[Location identification entries]
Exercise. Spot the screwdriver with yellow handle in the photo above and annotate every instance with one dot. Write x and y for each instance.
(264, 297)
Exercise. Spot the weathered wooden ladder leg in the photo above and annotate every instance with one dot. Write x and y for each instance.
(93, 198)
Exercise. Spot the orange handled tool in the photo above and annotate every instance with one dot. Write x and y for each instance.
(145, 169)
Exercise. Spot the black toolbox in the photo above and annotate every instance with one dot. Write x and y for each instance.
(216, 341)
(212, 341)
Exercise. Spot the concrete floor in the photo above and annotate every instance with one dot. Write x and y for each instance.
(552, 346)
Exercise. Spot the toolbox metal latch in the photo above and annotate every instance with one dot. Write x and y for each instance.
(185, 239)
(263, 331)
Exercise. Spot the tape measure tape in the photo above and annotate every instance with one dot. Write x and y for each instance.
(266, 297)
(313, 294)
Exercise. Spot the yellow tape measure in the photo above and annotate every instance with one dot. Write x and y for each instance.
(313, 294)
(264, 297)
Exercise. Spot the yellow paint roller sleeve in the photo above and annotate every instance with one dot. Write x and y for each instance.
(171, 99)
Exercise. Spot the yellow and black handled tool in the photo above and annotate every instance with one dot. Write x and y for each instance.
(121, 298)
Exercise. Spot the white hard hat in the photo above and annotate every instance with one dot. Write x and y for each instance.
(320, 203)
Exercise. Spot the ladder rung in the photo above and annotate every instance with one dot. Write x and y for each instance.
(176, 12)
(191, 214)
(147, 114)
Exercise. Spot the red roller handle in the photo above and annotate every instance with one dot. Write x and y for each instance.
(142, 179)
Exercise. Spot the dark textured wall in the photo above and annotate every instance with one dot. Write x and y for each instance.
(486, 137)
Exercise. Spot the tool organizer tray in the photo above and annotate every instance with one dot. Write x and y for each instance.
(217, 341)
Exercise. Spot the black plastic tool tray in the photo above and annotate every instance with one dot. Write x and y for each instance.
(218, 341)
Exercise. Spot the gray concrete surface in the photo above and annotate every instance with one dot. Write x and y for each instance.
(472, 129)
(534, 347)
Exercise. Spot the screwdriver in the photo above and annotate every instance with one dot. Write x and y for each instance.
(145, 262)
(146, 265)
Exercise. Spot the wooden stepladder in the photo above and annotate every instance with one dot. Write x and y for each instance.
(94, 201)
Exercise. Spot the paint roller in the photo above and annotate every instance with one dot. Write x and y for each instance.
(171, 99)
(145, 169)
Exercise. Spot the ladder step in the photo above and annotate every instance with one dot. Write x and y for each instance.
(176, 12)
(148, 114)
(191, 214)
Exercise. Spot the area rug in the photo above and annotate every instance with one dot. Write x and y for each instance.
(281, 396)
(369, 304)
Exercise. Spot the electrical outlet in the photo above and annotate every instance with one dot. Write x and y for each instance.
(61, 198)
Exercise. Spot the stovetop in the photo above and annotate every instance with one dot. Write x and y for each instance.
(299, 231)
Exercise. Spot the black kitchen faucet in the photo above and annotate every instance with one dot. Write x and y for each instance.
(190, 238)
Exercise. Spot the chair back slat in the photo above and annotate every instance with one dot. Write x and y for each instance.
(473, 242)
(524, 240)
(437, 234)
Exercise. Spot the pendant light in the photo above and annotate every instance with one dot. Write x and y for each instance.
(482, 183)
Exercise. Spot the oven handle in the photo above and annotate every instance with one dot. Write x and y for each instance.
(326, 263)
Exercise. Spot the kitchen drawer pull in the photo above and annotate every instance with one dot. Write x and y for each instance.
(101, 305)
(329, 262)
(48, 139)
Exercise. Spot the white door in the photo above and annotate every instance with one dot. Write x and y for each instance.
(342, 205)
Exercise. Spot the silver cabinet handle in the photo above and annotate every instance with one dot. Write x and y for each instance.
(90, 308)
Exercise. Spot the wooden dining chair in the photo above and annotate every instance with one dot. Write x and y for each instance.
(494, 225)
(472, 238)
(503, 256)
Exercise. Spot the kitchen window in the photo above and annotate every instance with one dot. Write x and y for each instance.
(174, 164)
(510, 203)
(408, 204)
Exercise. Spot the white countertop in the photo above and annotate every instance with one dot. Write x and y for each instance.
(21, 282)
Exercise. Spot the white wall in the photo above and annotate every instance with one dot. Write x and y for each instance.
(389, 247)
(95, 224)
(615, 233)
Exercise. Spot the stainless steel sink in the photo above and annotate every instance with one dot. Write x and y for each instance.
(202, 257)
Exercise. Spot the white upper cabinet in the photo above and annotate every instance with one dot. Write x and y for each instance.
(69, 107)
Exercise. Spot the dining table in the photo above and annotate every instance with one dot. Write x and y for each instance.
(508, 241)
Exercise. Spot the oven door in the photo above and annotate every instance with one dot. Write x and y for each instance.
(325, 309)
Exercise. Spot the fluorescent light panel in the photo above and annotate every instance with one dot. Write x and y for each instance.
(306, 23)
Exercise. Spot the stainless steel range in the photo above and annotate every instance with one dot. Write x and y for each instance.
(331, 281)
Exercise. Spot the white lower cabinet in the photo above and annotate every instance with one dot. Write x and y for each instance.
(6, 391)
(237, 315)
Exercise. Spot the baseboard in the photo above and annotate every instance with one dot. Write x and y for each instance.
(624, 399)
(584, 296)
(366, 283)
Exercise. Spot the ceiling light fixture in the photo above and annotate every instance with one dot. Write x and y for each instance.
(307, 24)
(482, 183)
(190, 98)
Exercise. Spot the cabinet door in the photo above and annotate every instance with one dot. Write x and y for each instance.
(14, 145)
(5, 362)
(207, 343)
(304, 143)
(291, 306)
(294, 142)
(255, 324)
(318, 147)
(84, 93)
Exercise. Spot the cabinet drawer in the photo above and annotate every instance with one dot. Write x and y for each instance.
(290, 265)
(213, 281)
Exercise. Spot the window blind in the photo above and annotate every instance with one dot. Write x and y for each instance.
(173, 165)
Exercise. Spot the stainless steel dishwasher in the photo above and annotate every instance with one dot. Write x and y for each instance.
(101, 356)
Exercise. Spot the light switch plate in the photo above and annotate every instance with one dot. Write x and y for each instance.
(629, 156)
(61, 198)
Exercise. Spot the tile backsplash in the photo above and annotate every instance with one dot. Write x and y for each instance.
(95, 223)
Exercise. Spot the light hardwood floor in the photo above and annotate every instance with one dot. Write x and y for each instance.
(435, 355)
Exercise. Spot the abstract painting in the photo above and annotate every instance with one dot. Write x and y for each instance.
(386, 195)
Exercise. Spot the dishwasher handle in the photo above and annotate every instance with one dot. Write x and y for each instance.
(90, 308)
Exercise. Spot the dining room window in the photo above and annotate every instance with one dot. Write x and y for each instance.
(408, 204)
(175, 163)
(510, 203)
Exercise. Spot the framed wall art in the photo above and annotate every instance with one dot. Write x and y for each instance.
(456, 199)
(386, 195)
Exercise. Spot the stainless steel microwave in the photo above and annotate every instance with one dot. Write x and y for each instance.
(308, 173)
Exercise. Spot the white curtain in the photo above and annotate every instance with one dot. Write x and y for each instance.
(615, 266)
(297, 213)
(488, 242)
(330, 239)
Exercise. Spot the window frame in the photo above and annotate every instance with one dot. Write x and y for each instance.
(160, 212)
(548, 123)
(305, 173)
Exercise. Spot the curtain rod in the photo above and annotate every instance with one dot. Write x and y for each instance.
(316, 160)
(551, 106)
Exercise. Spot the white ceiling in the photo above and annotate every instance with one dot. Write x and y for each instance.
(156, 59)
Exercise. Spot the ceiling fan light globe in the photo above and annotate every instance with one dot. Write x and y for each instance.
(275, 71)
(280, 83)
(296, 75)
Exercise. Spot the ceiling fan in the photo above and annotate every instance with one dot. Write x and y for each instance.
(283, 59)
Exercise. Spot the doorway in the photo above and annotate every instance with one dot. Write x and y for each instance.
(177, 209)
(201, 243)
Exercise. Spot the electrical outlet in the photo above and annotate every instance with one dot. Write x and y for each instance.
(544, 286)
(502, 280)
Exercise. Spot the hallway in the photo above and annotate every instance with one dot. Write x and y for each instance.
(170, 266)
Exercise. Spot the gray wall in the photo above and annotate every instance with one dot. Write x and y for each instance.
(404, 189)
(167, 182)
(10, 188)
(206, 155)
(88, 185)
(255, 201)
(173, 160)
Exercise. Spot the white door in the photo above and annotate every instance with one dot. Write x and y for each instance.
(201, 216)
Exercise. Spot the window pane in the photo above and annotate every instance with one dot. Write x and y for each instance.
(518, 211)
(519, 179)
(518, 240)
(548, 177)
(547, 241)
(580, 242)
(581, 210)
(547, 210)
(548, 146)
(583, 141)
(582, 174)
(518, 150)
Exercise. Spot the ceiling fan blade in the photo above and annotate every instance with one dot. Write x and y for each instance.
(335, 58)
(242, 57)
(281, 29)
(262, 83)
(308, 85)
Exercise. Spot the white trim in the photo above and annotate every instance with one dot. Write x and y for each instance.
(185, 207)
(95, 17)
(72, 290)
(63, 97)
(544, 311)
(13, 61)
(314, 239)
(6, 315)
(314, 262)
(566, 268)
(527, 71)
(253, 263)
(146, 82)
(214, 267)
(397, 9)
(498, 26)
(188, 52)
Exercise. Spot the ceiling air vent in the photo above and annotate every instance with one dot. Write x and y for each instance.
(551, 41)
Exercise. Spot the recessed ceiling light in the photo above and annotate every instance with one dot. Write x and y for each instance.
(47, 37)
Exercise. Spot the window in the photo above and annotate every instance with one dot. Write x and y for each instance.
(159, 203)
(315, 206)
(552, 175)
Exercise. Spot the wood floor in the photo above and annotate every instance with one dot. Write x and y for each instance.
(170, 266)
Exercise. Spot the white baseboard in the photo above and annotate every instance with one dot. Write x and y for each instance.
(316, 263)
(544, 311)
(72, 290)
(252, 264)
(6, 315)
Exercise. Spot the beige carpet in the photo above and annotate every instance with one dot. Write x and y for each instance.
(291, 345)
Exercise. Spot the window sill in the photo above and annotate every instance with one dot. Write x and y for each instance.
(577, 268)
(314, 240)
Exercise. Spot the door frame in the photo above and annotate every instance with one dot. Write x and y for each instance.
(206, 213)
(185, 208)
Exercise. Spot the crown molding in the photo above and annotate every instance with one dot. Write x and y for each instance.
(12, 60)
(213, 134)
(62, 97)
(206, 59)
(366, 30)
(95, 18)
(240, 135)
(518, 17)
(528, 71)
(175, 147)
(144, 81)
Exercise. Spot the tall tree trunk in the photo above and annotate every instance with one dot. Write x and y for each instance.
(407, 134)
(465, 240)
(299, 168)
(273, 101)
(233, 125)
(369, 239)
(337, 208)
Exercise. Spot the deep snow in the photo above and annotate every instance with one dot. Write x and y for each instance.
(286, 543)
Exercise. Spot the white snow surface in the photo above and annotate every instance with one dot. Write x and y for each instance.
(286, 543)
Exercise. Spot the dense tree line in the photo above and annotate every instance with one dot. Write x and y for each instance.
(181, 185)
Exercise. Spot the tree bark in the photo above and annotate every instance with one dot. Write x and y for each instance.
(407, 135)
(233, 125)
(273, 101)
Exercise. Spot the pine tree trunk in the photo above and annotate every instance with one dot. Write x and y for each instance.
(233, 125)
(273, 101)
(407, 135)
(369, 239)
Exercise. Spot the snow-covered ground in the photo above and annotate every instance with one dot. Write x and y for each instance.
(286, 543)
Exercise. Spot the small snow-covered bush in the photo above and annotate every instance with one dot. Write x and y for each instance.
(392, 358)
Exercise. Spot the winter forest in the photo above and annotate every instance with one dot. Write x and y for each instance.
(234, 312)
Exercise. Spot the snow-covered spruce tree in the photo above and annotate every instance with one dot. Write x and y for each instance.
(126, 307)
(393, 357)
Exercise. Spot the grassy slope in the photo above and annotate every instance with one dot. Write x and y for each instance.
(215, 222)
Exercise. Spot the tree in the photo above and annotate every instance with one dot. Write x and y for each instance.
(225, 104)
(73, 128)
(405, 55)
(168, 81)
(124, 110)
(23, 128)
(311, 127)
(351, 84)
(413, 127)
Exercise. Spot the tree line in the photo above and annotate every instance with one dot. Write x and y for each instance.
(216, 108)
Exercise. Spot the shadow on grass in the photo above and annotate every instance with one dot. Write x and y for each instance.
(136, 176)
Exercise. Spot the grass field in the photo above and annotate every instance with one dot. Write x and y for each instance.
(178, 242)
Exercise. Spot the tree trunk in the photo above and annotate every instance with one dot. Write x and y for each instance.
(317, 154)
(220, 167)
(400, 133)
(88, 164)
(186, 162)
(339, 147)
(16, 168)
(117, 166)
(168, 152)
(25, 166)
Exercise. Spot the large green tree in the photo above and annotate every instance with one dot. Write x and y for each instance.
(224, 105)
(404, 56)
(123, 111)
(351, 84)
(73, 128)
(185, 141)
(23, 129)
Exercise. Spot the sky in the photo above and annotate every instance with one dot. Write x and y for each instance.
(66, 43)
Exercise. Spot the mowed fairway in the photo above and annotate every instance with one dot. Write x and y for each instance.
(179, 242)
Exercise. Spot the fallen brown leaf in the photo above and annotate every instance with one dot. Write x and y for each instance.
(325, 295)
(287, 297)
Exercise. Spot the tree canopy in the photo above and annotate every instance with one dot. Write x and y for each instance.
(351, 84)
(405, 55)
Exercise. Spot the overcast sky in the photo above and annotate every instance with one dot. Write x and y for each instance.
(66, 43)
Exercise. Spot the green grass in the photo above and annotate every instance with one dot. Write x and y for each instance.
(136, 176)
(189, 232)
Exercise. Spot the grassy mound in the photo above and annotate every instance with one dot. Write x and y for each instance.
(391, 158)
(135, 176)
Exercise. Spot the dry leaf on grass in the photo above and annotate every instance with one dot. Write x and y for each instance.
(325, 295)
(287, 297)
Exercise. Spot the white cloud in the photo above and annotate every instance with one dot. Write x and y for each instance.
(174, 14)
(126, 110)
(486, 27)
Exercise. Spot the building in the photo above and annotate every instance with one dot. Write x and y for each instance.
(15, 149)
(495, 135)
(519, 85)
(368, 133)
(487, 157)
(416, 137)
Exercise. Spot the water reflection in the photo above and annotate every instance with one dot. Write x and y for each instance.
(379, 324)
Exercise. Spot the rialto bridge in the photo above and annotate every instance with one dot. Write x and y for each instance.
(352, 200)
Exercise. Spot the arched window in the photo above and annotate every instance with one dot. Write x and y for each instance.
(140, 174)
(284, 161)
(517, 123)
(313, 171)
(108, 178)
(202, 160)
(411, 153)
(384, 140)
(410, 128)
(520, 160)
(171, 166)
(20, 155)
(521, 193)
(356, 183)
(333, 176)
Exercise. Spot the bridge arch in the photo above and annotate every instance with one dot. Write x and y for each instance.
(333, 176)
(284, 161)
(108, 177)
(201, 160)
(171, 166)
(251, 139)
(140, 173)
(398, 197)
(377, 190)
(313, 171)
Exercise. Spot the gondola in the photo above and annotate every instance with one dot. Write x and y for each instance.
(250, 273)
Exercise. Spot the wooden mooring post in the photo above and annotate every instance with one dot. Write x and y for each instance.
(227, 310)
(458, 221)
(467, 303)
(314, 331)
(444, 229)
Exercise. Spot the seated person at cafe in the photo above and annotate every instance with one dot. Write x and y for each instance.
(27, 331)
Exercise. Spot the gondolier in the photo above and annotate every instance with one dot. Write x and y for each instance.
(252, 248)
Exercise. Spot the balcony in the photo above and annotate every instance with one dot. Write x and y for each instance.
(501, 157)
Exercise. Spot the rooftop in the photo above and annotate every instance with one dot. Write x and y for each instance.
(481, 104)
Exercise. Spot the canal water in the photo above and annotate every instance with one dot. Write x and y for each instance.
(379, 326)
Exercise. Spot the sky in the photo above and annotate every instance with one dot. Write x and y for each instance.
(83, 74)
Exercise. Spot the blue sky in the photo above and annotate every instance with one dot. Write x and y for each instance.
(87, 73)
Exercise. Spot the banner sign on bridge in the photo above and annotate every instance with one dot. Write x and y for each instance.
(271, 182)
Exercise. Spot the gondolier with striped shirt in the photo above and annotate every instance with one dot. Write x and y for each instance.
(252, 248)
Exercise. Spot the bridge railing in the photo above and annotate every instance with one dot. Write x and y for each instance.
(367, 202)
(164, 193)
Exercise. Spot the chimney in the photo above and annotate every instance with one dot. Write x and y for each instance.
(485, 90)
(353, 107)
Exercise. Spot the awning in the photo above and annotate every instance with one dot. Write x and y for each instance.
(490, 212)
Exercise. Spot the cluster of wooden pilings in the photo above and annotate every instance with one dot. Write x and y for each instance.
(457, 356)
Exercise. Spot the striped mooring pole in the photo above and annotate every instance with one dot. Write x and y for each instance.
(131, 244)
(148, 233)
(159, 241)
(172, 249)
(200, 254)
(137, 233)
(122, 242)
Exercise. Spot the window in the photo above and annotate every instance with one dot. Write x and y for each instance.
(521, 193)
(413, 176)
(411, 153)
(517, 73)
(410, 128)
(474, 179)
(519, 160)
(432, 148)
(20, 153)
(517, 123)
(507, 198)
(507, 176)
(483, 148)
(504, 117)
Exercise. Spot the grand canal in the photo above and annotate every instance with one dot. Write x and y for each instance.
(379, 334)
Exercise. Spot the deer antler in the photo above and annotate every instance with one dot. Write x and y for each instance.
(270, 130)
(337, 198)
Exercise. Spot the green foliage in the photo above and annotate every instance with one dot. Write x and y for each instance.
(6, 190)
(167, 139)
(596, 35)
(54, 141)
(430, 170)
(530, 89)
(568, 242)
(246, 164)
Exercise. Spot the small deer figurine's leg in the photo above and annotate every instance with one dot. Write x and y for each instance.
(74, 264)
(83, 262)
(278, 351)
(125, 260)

INSTRUCTIONS TO FOLLOW – Your task is to extract the lines running from the one with "Exercise. Spot the grand" to the end of the material, inclusive, copying each exactly and adding nothing.

CORRECT RESPONSE –
Exercise. Spot the grand canal in the photo above and annotate every instance with one dot. Write x and y for each instance.
(379, 334)
Exercise. Spot the deer antler in the photo above and annotate every instance with one dot. Write x and y for each instance.
(270, 130)
(337, 198)
Exercise. Spot the green foliage in the photo above and annotate every instance with one dot. Write x and y for each instance.
(6, 190)
(167, 139)
(596, 35)
(54, 141)
(430, 170)
(530, 89)
(568, 242)
(246, 164)
Exercise. Spot the small deer figurine's leg in the photo above and annotate every instance with one dot. Write x and y for each instance.
(74, 264)
(83, 262)
(278, 351)
(125, 260)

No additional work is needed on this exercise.